===== MATERIAL SHOWN

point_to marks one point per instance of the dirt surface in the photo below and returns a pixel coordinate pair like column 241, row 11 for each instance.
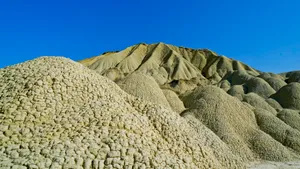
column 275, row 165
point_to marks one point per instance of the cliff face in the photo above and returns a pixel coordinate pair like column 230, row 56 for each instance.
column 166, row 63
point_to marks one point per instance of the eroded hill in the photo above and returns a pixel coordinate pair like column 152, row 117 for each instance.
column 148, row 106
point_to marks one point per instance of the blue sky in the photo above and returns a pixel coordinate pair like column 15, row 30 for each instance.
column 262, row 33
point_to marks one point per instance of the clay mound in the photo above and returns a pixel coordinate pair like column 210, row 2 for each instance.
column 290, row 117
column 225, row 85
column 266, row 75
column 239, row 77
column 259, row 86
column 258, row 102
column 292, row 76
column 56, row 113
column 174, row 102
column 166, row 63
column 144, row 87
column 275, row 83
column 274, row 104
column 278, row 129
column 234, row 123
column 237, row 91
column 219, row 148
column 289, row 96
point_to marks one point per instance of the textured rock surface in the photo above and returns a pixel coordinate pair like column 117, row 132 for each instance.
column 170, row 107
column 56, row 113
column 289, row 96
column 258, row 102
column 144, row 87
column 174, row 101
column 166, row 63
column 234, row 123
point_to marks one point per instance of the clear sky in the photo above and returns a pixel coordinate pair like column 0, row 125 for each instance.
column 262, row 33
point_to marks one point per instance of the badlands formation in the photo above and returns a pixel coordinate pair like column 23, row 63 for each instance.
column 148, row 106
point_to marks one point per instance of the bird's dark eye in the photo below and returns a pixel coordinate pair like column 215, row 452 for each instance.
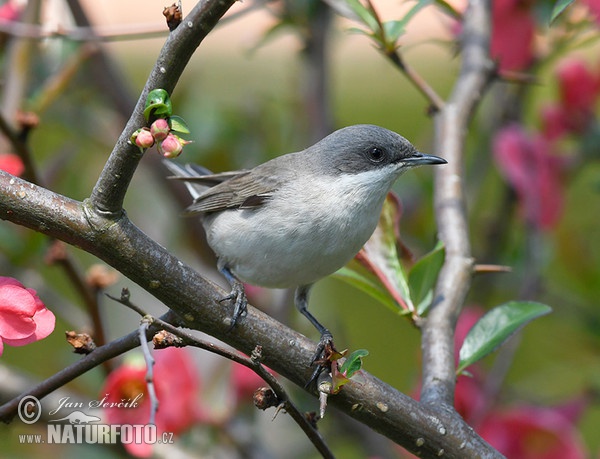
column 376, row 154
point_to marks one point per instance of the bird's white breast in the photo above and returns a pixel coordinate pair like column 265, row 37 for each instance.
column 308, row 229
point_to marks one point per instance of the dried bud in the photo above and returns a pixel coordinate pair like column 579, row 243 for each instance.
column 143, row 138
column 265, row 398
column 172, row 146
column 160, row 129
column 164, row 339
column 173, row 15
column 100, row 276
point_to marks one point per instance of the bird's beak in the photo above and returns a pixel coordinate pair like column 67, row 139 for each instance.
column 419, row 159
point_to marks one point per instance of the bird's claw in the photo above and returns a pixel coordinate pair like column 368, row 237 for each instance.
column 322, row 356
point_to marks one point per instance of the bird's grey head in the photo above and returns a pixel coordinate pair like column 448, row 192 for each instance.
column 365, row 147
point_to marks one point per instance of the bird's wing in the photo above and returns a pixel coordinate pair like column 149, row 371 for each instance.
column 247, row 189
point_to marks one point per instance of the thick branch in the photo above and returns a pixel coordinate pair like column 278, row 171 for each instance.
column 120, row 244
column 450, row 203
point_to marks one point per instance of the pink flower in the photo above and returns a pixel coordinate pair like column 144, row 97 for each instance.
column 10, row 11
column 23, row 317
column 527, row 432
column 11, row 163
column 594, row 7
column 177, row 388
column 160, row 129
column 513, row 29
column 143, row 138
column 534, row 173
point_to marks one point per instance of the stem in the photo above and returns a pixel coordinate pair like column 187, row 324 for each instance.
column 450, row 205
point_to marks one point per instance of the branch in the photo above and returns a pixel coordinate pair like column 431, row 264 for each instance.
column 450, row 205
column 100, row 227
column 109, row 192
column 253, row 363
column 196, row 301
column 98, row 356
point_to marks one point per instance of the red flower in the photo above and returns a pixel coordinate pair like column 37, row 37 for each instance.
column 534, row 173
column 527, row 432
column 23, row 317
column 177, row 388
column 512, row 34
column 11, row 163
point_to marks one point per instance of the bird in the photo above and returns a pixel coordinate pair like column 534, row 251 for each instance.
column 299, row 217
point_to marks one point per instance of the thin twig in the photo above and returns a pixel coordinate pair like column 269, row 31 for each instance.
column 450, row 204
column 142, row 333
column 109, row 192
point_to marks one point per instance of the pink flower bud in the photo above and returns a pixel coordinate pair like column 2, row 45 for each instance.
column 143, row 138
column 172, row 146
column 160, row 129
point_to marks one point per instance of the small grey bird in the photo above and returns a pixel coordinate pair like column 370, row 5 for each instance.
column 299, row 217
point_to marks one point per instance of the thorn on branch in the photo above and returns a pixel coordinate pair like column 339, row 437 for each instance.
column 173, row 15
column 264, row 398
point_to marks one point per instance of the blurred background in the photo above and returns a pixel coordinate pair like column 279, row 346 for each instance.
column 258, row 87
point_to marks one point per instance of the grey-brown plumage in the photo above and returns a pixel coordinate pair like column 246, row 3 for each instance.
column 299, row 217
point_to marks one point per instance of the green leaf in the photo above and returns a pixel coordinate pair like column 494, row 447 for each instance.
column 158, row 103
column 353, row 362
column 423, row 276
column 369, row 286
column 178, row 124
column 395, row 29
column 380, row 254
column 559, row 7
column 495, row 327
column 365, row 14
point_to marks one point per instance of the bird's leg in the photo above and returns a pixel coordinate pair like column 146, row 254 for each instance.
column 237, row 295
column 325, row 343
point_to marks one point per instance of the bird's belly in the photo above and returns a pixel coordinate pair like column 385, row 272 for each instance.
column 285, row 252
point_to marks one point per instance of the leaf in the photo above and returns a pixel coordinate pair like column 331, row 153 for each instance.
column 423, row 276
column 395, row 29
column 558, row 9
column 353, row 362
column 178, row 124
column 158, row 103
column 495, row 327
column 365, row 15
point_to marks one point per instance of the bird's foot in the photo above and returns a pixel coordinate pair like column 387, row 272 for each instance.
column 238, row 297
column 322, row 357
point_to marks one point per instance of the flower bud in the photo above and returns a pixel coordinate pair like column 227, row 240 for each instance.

==========
===== MATERIAL SHOWN

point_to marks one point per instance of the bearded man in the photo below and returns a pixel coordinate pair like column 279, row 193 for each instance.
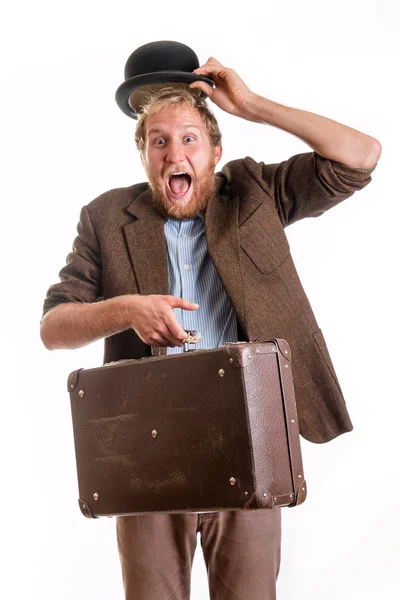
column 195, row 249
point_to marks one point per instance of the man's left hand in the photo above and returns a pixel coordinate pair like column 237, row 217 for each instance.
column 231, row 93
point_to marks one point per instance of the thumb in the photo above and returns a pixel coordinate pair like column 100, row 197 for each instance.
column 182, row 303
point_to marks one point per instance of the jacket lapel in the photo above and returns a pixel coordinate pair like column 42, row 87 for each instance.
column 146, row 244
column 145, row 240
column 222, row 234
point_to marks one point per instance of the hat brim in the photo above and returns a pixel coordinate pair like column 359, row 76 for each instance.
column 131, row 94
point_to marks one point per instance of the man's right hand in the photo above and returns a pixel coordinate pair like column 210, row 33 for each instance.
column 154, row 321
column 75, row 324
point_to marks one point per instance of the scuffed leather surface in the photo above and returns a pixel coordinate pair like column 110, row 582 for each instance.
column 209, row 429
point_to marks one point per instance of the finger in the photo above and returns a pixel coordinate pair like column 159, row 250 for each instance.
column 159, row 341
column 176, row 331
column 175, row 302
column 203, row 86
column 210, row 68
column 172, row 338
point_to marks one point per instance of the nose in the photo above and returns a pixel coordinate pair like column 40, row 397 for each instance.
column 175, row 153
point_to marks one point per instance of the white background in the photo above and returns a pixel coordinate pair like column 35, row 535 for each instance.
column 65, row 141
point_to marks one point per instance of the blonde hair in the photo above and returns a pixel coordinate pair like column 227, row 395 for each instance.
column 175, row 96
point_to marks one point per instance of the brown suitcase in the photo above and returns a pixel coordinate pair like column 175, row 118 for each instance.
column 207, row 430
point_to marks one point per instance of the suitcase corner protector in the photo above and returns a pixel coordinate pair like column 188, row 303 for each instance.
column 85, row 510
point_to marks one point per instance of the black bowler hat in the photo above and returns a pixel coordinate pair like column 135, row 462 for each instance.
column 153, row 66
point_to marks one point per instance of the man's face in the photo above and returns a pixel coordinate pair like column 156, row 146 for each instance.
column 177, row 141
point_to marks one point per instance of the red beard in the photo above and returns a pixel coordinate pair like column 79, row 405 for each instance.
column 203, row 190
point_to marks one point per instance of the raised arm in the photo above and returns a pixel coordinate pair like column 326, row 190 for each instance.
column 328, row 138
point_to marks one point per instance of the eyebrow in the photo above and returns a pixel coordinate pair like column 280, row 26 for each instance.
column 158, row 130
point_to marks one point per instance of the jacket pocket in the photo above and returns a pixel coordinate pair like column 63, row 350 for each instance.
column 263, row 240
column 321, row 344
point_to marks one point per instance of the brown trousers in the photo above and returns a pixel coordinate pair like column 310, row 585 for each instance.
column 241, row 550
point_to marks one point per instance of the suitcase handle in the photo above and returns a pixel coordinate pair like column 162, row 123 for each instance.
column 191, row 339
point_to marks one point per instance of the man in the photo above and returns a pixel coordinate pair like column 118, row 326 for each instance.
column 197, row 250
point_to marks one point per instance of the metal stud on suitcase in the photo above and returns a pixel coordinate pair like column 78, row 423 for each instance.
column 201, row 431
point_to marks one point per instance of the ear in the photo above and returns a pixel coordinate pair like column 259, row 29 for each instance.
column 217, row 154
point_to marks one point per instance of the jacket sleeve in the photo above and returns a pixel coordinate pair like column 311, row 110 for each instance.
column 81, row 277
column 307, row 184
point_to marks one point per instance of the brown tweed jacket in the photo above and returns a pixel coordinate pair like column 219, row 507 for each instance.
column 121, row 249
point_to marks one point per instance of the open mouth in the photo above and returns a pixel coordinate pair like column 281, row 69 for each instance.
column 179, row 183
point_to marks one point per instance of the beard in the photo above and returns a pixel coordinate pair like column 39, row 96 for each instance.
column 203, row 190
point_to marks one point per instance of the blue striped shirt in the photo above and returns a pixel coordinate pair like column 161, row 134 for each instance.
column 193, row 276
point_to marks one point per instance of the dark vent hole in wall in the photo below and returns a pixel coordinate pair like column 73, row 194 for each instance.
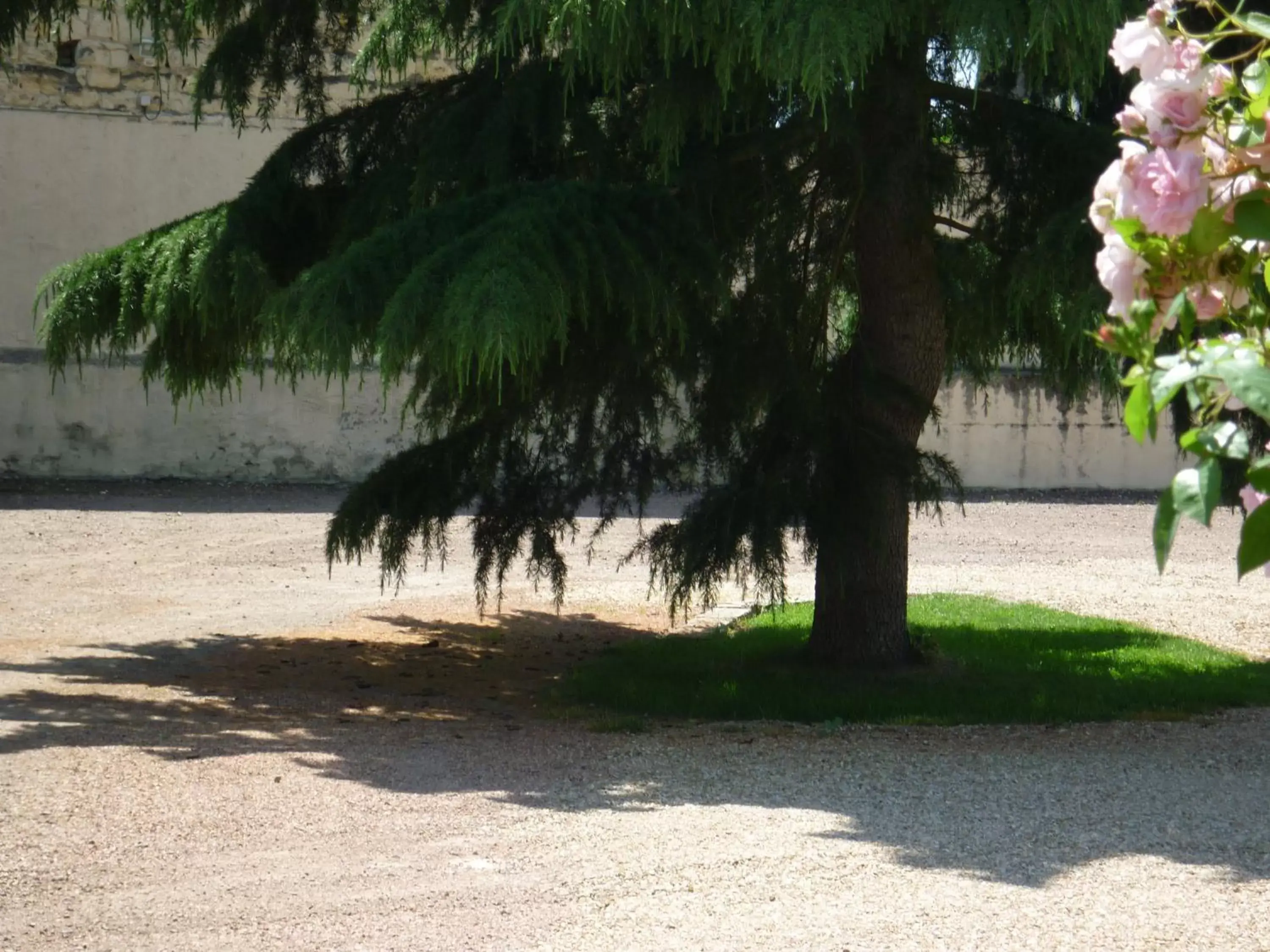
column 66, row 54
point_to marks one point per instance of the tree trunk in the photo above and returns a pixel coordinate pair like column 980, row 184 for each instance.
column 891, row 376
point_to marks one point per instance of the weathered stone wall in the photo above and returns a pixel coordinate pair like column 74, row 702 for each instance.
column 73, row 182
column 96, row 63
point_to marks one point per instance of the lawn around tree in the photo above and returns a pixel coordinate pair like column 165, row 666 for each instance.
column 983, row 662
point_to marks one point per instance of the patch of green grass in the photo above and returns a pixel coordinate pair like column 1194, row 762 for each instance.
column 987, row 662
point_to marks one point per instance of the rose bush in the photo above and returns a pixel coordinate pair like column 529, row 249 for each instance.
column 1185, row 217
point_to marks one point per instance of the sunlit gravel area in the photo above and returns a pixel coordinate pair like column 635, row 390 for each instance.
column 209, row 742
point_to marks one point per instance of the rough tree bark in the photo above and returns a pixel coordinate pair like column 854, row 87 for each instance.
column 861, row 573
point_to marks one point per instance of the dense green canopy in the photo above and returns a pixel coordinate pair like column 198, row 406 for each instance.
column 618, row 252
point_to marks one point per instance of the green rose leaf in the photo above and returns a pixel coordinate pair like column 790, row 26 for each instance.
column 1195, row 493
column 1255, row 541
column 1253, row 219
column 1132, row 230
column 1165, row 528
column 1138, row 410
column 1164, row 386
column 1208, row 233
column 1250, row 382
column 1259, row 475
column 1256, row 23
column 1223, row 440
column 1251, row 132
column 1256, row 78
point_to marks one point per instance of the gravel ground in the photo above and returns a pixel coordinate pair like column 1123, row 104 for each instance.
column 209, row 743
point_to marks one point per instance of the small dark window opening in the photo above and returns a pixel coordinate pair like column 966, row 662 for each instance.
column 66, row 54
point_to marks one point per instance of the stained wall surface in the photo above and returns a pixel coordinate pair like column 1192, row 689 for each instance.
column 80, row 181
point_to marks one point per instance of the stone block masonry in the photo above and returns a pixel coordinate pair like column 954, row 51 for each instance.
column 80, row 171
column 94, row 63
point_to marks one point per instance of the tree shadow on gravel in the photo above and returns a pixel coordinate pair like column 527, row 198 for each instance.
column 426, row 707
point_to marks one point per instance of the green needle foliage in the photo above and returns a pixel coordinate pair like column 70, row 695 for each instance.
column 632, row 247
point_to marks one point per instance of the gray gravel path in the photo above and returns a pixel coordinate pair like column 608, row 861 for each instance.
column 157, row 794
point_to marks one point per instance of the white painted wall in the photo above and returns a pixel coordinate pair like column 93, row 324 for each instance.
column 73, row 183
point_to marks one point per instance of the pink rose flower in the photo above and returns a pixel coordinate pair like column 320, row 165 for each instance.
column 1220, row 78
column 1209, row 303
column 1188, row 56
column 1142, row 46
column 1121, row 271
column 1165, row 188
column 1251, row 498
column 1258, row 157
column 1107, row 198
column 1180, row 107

==========

=== DESCRIPTION OF THE TASK ===
Reproduce the data word for word, from the line with "point_to marks one point per instance of the dark" up to and including the line with "column 96, row 63". Omit the picture.

=== RESPONSE TO THIS EXERCISE ===
point_to marks one point per instance of the dark vent hole in wall in the photo below and returns a pixel coordinate pair like column 73, row 194 for each instance.
column 66, row 54
point_to marks one point per instance of the tree trunk in the photo above and returns a pixel coordinate pair like column 980, row 184 for each instance.
column 891, row 376
point_to marks one point per instance of the weathered stone wall in the photo above and returns a pixel coordinate pair like column 74, row 702 for each instance.
column 73, row 182
column 96, row 63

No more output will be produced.